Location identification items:
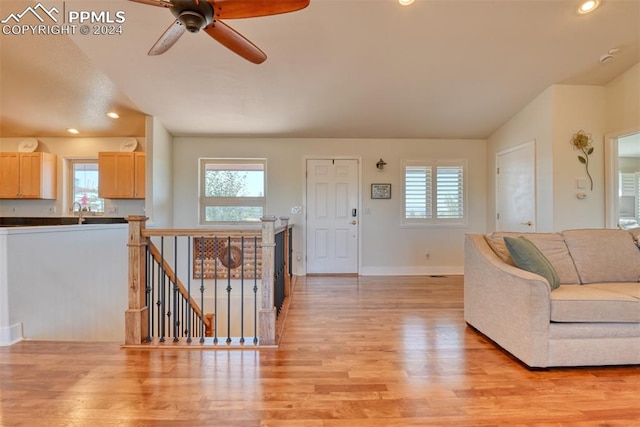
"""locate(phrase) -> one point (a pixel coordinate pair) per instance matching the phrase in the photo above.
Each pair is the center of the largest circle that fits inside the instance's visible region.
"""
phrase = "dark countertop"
(65, 220)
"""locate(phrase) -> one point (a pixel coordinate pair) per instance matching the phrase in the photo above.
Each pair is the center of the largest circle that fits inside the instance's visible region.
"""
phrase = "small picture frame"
(380, 191)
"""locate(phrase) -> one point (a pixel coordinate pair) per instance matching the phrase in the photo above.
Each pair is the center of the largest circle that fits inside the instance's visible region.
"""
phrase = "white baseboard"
(412, 271)
(10, 335)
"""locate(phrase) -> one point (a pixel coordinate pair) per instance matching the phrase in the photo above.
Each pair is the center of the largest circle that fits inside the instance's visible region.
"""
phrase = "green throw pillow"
(528, 257)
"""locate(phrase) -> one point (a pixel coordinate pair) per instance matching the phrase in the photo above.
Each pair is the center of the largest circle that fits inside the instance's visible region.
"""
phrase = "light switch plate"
(581, 183)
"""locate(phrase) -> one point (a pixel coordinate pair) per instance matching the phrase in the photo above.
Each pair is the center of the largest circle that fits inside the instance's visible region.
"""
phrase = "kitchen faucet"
(79, 211)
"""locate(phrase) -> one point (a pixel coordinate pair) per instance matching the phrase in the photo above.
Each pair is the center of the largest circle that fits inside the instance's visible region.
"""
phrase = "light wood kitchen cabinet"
(122, 175)
(28, 175)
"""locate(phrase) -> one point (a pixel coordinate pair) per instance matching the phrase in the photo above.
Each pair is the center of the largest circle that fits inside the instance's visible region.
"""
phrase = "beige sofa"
(592, 318)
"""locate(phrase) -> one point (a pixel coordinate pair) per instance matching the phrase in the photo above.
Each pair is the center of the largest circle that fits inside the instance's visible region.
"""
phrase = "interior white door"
(515, 184)
(332, 216)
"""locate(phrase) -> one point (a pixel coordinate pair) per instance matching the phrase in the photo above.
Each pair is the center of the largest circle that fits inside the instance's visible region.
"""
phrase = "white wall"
(159, 189)
(533, 123)
(623, 102)
(387, 248)
(68, 148)
(576, 108)
(68, 282)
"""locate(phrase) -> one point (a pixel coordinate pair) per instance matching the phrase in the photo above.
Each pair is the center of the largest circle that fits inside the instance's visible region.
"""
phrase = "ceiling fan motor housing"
(192, 21)
(194, 16)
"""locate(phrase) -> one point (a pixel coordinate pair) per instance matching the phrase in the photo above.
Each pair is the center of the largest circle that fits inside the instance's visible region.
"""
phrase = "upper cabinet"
(122, 175)
(28, 176)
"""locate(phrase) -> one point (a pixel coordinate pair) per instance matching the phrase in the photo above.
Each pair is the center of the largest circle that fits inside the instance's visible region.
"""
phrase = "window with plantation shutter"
(434, 192)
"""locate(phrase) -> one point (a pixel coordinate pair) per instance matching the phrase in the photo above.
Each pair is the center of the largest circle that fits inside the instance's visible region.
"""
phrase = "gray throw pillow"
(528, 257)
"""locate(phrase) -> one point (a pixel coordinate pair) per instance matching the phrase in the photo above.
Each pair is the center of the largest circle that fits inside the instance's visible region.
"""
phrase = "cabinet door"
(116, 175)
(9, 175)
(30, 175)
(140, 174)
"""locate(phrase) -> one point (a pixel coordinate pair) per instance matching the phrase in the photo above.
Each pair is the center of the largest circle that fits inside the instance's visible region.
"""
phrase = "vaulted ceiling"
(339, 68)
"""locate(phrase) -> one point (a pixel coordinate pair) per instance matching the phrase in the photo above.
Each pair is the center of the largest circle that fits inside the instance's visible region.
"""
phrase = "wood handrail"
(202, 232)
(207, 319)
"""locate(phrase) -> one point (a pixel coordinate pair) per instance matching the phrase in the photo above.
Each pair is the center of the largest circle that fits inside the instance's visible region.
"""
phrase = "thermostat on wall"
(28, 145)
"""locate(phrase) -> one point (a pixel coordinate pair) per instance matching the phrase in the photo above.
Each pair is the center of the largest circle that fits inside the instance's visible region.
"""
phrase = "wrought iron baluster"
(255, 290)
(215, 290)
(202, 287)
(176, 317)
(148, 290)
(162, 291)
(242, 290)
(190, 310)
(229, 290)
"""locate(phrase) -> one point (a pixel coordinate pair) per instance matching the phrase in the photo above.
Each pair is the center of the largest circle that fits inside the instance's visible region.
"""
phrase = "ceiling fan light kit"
(588, 6)
(196, 15)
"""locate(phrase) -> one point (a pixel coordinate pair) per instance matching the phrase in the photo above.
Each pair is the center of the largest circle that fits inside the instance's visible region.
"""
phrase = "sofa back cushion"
(604, 255)
(528, 257)
(551, 245)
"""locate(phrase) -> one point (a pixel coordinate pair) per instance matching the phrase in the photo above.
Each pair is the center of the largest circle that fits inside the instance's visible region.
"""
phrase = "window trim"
(434, 221)
(204, 201)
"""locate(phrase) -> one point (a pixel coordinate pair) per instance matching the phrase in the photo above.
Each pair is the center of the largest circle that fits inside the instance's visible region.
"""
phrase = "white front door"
(332, 216)
(515, 184)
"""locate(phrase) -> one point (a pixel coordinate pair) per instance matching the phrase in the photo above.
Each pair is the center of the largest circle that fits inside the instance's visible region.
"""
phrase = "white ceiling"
(337, 69)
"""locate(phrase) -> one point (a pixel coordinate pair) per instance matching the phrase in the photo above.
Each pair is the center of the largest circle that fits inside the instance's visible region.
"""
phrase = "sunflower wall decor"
(583, 142)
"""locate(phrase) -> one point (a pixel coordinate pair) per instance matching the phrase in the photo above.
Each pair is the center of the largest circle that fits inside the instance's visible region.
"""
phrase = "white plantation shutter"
(449, 192)
(418, 193)
(434, 192)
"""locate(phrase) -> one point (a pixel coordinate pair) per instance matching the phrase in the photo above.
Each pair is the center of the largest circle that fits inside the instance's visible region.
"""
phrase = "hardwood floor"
(368, 351)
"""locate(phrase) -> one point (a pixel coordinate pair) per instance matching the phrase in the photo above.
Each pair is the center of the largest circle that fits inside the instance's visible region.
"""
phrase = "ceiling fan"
(196, 15)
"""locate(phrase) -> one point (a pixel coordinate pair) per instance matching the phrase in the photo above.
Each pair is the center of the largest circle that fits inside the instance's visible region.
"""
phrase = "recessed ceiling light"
(588, 6)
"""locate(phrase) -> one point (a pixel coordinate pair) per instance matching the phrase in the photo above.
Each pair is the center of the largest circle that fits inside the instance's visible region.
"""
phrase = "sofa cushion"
(603, 302)
(551, 245)
(635, 232)
(604, 255)
(528, 257)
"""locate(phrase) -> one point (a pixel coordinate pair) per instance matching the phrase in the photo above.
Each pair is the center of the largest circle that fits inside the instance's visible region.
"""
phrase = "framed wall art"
(380, 191)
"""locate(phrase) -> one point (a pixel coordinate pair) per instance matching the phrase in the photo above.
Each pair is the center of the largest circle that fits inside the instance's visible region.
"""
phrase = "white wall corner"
(412, 271)
(10, 335)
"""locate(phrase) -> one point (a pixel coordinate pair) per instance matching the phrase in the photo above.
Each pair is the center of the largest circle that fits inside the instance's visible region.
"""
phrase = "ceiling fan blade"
(235, 41)
(234, 9)
(168, 38)
(160, 3)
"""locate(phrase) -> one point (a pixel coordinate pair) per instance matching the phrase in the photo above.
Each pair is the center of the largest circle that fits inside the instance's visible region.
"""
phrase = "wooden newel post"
(267, 314)
(136, 318)
(284, 220)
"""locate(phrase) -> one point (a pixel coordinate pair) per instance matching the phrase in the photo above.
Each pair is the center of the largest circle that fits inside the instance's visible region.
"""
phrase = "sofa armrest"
(509, 305)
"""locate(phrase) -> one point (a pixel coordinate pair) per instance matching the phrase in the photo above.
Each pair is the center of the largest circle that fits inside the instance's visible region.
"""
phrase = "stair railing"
(161, 305)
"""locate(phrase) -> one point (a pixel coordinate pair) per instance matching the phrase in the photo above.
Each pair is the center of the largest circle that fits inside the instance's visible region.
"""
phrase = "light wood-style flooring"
(368, 351)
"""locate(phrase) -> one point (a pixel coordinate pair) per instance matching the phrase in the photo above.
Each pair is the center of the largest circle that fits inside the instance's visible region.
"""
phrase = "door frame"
(611, 176)
(305, 205)
(531, 143)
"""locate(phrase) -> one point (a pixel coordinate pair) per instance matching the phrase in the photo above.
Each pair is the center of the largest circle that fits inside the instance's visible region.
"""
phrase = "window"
(232, 191)
(434, 192)
(84, 185)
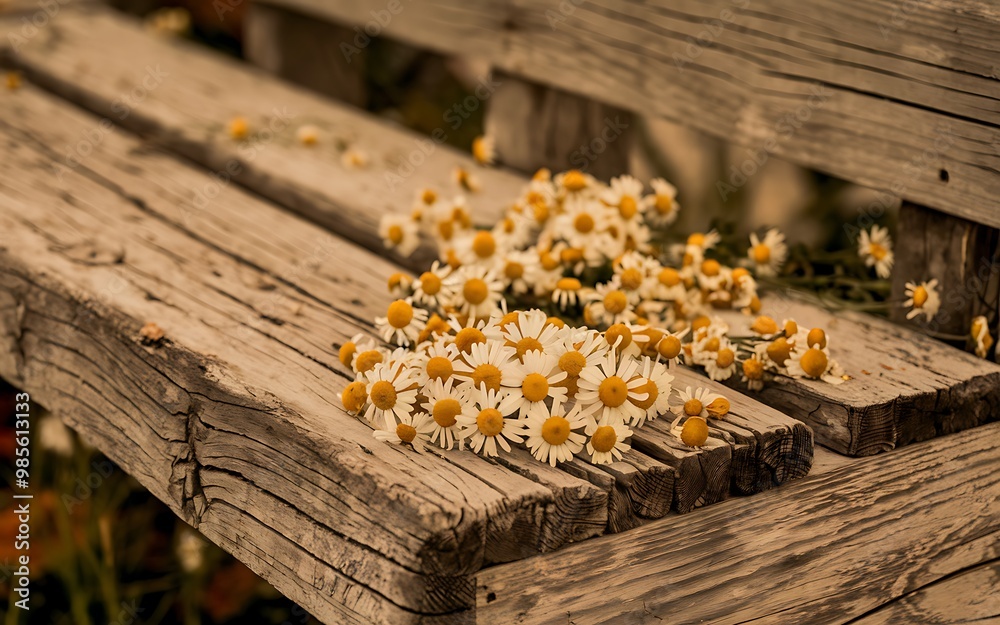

■ Work required
Pick out every line of the records above that contains the string "window", and copy each one. Case counts.

■ Completed exercise
phrase = "window with plantation shutter"
phrase = "window trim"
phrase = "window"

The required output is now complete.